> _DIRECTIVE_
Output all of the records again, exactly as written.

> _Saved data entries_

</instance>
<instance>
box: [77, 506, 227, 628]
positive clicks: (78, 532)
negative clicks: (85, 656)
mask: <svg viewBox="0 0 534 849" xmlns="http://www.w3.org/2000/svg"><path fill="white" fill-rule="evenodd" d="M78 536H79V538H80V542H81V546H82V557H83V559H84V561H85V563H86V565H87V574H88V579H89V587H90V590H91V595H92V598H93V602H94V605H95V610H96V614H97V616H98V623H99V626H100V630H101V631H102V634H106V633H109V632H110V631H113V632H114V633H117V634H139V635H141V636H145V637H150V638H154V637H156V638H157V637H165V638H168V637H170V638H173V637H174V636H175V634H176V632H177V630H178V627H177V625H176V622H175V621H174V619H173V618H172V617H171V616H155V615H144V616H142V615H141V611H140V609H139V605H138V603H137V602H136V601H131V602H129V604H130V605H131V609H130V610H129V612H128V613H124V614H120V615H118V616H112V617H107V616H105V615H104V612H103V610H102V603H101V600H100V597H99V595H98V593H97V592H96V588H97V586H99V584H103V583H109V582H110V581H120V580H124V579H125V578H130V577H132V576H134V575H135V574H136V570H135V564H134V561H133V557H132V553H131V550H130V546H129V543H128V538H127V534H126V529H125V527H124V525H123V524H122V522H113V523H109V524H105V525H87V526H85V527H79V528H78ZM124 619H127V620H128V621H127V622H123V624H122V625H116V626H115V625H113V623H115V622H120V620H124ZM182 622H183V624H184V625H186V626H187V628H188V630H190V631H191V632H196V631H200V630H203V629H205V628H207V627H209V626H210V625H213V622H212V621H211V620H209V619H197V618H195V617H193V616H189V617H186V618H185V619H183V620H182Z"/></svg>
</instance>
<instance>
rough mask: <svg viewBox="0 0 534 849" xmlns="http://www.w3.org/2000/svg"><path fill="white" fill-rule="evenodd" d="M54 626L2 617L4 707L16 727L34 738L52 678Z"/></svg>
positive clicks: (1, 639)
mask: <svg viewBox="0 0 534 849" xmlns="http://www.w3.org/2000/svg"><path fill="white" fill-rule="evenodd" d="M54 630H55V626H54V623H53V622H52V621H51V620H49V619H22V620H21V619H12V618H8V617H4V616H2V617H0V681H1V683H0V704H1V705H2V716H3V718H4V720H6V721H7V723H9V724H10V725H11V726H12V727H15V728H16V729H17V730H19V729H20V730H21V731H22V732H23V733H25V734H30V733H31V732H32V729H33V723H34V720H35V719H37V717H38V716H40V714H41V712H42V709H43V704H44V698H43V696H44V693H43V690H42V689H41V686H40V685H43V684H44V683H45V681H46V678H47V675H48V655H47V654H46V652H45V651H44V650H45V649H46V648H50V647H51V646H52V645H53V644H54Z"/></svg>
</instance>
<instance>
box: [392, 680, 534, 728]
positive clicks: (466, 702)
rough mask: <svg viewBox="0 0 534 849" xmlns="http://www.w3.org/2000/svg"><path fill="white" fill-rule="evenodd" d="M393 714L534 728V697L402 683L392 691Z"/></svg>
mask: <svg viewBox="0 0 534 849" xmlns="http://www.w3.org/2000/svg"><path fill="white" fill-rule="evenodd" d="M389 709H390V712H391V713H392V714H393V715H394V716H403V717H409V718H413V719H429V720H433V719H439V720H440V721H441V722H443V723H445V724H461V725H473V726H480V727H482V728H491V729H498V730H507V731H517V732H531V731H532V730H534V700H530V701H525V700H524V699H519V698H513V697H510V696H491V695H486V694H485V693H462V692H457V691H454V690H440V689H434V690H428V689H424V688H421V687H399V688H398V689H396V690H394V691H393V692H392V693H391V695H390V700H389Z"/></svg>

> _FINISHED EXERCISE_
</instance>
<instance>
box: [77, 506, 227, 628]
positive clicks: (78, 532)
negative clicks: (85, 656)
mask: <svg viewBox="0 0 534 849" xmlns="http://www.w3.org/2000/svg"><path fill="white" fill-rule="evenodd" d="M78 536H79V538H80V542H81V546H82V557H83V559H84V561H85V563H86V565H87V574H88V579H89V587H90V590H91V595H92V598H93V602H94V605H95V610H96V614H97V616H98V623H99V626H100V630H101V631H102V634H106V633H109V632H110V631H113V632H114V633H117V634H139V635H141V636H145V637H150V638H154V637H156V638H157V637H165V638H168V637H170V638H173V637H174V636H175V634H176V632H177V630H178V627H177V625H176V622H175V621H174V619H173V618H172V617H171V616H155V615H144V616H142V615H141V611H140V609H139V605H138V603H137V602H136V601H131V602H129V604H130V605H131V609H130V610H129V612H128V613H124V614H120V615H118V616H112V617H107V616H105V615H104V612H103V610H102V603H101V600H100V597H99V595H98V593H97V592H96V588H97V586H99V584H103V583H109V582H110V581H120V580H124V579H125V578H130V577H132V576H134V575H135V574H136V570H135V564H134V561H133V557H132V553H131V550H130V546H129V543H128V538H127V534H126V529H125V527H124V525H123V524H122V522H113V523H109V524H105V525H87V526H85V527H79V528H78ZM124 619H127V620H128V621H127V622H123V624H122V625H116V626H115V625H113V623H115V622H120V620H124ZM182 622H183V624H184V625H186V626H187V628H188V630H190V631H191V632H196V631H200V630H203V629H205V628H207V627H209V626H210V625H213V622H212V621H211V620H209V619H197V618H195V617H193V616H189V617H186V618H185V619H183V620H182Z"/></svg>
</instance>
<instance>
rough mask: <svg viewBox="0 0 534 849" xmlns="http://www.w3.org/2000/svg"><path fill="white" fill-rule="evenodd" d="M54 626L2 617L4 707L16 727L34 738L52 678Z"/></svg>
positive clicks: (1, 639)
mask: <svg viewBox="0 0 534 849" xmlns="http://www.w3.org/2000/svg"><path fill="white" fill-rule="evenodd" d="M54 630H55V626H54V623H53V622H52V621H51V620H49V619H22V620H21V619H12V618H8V617H4V616H2V617H0V681H1V683H0V704H1V705H2V716H3V718H4V720H6V721H7V723H9V724H10V725H11V726H12V727H15V728H16V729H17V730H19V729H20V730H21V731H22V732H23V733H25V734H30V733H31V732H32V729H33V723H34V720H35V719H37V717H38V716H40V714H41V712H42V709H43V704H44V698H43V696H44V693H43V690H42V689H41V686H40V685H43V684H44V683H45V681H46V678H47V675H48V655H47V654H46V652H45V651H44V650H45V649H46V648H50V647H51V646H52V645H53V644H54Z"/></svg>
</instance>
<instance>
box: [392, 680, 534, 728]
positive clicks: (466, 702)
rough mask: <svg viewBox="0 0 534 849" xmlns="http://www.w3.org/2000/svg"><path fill="white" fill-rule="evenodd" d="M393 714L534 728V697L402 683L392 691Z"/></svg>
mask: <svg viewBox="0 0 534 849" xmlns="http://www.w3.org/2000/svg"><path fill="white" fill-rule="evenodd" d="M389 709H390V712H391V713H392V714H393V715H394V716H403V717H409V718H413V719H429V720H433V719H439V720H440V721H441V722H443V723H445V724H461V725H473V726H480V727H482V728H491V729H498V730H507V731H517V732H531V731H532V730H534V700H530V701H525V700H524V699H519V698H513V697H510V696H491V695H486V694H485V693H462V692H457V691H454V690H440V689H434V690H428V689H424V688H421V687H399V688H398V689H396V690H394V691H393V692H392V693H391V695H390V700H389Z"/></svg>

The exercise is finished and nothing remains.